(GOAL):
Return each line below that contains the word "front". Count a match only when the case agrees.

[Object detection data]
──────
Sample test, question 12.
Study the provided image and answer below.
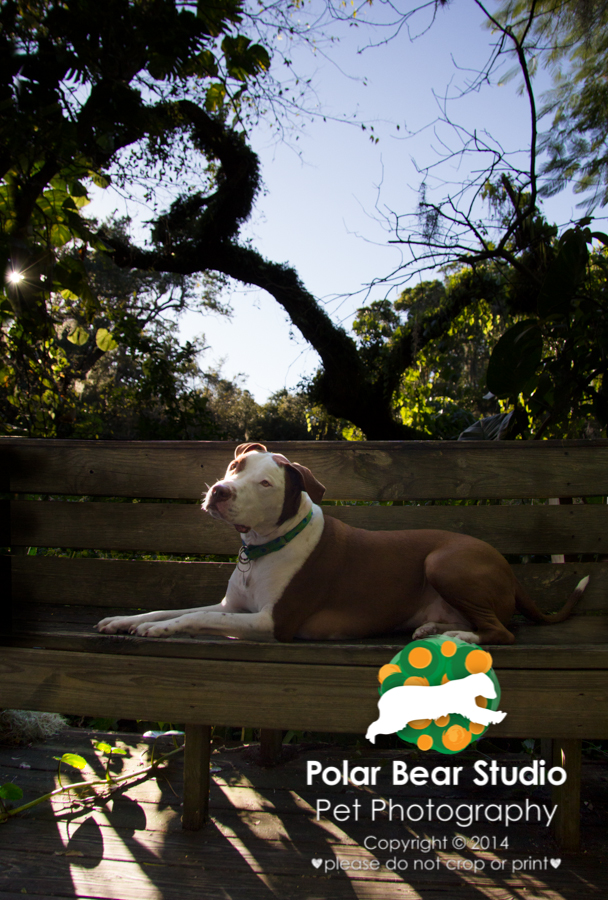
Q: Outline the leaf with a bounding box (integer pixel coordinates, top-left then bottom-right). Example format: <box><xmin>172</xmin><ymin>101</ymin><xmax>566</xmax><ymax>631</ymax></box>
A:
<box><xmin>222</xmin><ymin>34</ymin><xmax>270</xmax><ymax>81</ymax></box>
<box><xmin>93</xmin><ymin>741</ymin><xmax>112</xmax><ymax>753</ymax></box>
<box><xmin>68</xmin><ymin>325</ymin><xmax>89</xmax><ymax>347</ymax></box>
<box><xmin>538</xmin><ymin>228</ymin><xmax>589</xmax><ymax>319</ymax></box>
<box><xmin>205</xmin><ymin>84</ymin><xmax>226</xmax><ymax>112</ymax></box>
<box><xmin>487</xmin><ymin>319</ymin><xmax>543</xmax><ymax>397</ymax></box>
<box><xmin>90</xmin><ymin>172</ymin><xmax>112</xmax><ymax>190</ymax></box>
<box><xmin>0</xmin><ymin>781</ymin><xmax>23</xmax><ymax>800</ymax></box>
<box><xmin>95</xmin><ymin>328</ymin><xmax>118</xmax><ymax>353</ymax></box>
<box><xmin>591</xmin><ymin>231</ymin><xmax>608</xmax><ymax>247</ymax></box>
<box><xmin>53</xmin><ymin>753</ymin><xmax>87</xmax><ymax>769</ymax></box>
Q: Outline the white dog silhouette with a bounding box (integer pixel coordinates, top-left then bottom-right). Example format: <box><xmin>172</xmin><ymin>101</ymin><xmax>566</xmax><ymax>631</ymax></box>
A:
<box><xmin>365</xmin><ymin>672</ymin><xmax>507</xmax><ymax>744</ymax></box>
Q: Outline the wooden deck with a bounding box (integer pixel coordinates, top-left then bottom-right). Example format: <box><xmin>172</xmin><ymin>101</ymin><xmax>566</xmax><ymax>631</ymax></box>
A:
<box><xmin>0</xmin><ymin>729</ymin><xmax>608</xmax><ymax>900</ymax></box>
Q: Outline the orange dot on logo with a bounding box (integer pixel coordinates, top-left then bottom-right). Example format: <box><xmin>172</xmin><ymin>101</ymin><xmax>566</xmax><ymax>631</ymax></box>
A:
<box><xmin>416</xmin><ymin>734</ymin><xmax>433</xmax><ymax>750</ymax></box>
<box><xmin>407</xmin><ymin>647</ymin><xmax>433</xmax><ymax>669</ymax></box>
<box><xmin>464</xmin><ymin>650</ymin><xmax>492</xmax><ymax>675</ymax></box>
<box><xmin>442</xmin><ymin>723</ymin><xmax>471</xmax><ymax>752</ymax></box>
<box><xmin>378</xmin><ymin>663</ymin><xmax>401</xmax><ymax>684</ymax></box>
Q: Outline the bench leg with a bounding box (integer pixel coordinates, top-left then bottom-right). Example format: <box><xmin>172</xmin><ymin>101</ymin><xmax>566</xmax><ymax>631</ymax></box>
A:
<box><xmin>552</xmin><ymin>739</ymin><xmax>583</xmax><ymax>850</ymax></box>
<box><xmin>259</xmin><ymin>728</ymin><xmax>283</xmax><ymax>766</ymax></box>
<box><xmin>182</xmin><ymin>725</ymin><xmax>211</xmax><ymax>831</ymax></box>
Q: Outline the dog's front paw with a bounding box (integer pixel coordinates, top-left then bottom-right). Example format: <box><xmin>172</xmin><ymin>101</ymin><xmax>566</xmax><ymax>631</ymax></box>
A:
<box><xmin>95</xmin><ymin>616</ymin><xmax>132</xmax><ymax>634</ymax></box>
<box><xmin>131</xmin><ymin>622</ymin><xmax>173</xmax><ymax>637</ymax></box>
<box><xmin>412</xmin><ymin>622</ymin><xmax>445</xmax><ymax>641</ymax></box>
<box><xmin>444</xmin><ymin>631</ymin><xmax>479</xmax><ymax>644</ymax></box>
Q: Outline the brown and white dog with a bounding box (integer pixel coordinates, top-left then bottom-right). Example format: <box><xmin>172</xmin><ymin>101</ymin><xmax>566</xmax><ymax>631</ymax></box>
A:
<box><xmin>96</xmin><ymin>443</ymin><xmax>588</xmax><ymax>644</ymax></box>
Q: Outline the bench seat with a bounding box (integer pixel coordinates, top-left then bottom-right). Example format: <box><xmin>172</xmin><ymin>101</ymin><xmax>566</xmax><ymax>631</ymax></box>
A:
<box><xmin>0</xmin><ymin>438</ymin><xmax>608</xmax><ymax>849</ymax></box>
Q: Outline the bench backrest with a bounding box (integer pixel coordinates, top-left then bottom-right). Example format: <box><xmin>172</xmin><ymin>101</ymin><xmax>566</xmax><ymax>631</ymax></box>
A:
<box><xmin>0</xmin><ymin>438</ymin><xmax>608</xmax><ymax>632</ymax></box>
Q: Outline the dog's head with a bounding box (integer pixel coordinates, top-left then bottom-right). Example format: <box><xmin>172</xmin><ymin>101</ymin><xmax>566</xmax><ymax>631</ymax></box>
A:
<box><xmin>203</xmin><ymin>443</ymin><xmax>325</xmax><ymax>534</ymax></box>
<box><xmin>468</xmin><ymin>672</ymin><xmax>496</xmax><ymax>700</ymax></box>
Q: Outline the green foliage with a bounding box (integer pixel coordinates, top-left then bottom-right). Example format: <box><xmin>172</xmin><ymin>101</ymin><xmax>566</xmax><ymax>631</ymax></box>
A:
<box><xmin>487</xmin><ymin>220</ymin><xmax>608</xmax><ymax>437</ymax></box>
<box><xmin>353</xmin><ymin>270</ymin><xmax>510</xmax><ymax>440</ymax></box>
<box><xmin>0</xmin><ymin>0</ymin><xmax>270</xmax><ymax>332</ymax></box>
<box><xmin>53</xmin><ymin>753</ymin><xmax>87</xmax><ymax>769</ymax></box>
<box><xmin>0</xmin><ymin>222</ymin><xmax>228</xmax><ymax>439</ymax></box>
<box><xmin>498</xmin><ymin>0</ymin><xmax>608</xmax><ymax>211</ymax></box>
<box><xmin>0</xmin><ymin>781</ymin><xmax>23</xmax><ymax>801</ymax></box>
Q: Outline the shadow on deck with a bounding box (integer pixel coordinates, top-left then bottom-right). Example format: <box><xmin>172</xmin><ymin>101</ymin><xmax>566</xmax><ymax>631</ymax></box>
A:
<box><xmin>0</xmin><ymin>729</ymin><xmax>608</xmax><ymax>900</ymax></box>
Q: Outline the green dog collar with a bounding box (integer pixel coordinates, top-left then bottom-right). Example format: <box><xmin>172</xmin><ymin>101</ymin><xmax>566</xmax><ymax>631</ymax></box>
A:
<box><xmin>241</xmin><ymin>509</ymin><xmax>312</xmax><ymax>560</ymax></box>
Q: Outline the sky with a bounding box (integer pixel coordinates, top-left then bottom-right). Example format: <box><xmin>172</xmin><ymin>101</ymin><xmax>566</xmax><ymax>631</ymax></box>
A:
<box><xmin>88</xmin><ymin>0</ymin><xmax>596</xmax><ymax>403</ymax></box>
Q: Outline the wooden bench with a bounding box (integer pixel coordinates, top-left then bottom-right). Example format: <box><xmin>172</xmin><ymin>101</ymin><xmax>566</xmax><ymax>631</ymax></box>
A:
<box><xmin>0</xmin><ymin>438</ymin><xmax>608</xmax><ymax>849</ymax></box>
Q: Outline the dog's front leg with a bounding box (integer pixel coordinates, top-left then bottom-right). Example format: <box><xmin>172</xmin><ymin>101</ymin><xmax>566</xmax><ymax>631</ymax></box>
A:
──────
(SOLUTION FOR THIS EXERCISE):
Q: Outline the dog's front paw with a bounding box (integer pixel coordinates, top-left then bottom-right). Example format: <box><xmin>172</xmin><ymin>101</ymin><xmax>566</xmax><ymax>631</ymax></box>
Q: Outline the dog's front leg with a bounding box (integer pixel coordinates, top-left then bottom-right). Example format: <box><xmin>172</xmin><ymin>101</ymin><xmax>566</xmax><ymax>631</ymax></box>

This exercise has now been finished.